▸ **Problem A**
Count the lines in the records that contain the string "frame", and give only that number.

Error: UnicodeDecodeError

Solutions: 1. Specify encoding:

df = pd.read_csv(path, encoding='utf-8')
# or
df = pd.read_csv(path, encoding='latin-1')

  1. Handle encoding in loader:
    # Modify loader to try multiple encodings
    

Missing Columns

Error: KeyError: 'column_name'

Solutions: 1. Check CSV structure:

df = pd.read_csv(path)
print(df.columns.tolist())

  1. Different experiments may have different columns

  2. Handle missing columns gracefully:

    if 'column_name' in df.columns:
        # Use column
    else:
        # Use default value
    

Data Type Issues

Error: ValueError: could not convert string to float

Solutions: 1. Check data types:

print(df.dtypes)

  1. Clean data:
    df = df.replace(['N/A', 'nan', ''], np.nan)

▸ **Problem B**
Translate the sentence "Different experiments may have different columns" from the troubleshooting excerpt into Spanish.

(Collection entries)
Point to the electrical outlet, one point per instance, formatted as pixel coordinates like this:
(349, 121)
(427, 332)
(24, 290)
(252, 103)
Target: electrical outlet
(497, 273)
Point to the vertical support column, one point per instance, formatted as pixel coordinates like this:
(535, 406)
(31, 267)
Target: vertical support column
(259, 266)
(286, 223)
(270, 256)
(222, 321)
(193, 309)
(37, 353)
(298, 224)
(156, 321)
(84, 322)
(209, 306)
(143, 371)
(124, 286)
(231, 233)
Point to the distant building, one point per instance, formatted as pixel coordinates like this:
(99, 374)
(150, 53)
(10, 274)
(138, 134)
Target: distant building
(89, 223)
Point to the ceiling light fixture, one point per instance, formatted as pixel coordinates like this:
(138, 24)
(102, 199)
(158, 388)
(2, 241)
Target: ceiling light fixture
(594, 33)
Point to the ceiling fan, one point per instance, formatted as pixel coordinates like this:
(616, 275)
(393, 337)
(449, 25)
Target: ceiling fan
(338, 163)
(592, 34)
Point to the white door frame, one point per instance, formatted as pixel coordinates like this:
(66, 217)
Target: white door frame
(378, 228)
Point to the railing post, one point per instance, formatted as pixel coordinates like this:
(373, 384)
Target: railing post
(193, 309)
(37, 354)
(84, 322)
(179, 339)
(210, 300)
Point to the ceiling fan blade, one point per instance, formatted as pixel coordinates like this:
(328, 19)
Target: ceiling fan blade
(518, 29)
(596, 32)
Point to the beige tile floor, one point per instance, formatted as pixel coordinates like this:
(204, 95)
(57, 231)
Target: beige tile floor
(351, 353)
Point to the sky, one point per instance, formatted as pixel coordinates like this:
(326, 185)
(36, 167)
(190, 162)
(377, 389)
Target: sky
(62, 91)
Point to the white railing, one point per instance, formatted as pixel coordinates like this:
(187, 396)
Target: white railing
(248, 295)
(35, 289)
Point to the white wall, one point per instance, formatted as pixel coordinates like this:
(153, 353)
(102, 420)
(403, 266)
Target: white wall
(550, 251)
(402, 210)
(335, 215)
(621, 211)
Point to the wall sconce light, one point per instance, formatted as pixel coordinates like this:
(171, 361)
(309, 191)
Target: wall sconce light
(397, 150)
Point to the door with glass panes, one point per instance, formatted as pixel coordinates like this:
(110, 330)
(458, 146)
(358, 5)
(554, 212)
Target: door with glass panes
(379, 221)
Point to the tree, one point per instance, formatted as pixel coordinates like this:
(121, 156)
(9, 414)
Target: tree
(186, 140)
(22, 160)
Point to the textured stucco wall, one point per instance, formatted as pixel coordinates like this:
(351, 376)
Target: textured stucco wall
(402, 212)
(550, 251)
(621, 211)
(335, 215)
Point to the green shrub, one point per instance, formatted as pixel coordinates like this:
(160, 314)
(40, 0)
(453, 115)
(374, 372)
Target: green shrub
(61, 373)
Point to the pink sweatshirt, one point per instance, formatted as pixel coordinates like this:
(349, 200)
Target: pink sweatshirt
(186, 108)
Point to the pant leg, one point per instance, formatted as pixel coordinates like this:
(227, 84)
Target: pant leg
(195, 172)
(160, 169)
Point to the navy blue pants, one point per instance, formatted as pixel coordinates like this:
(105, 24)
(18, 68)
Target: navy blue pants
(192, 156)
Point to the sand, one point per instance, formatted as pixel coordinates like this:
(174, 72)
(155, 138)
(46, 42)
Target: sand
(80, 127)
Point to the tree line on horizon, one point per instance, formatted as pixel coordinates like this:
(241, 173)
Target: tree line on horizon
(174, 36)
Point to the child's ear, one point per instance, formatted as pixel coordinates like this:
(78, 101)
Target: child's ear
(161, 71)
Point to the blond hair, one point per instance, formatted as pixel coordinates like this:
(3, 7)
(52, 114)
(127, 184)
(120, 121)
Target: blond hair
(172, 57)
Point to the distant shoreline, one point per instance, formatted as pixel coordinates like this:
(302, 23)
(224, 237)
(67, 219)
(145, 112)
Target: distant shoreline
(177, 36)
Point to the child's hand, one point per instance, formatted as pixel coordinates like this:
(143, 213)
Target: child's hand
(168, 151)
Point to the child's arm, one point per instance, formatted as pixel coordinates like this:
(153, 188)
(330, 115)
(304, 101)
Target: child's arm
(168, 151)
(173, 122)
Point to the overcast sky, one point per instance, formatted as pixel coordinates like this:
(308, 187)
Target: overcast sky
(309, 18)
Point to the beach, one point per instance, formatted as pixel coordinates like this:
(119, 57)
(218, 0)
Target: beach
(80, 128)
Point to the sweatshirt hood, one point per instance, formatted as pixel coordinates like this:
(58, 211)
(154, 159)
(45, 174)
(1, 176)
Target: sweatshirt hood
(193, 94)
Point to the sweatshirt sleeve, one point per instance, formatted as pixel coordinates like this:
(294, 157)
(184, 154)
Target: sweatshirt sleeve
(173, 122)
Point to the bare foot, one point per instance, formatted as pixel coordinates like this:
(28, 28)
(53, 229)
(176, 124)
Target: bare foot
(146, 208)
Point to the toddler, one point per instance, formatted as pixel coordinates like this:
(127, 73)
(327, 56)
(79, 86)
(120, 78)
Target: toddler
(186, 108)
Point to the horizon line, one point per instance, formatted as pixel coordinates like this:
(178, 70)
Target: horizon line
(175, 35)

--

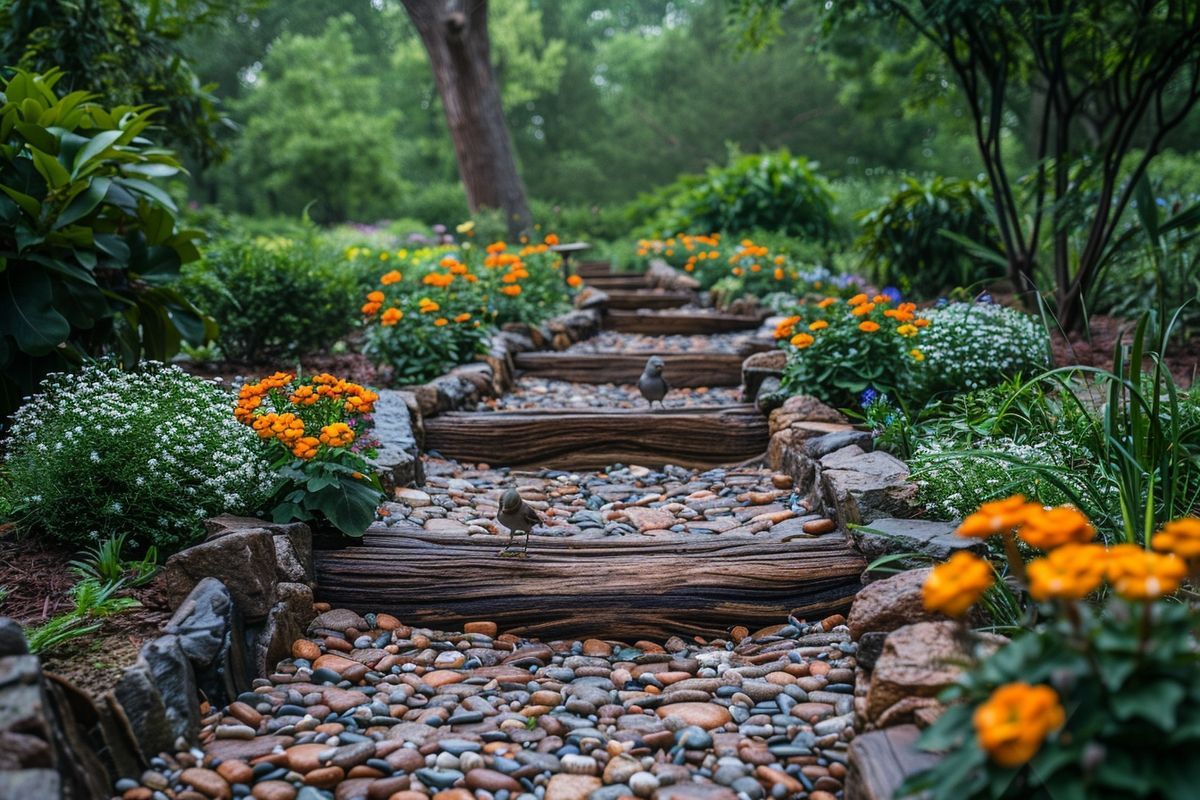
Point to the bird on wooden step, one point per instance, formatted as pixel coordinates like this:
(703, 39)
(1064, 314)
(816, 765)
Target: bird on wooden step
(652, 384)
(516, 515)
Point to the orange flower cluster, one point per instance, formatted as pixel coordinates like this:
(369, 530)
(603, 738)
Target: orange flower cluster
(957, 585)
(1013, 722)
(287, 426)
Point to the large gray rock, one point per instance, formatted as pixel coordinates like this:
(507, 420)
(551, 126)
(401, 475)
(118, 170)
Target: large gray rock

▸ **Task answer A**
2

▸ **Task answer B**
Diferentes experimentos pueden tener columnas diferentes.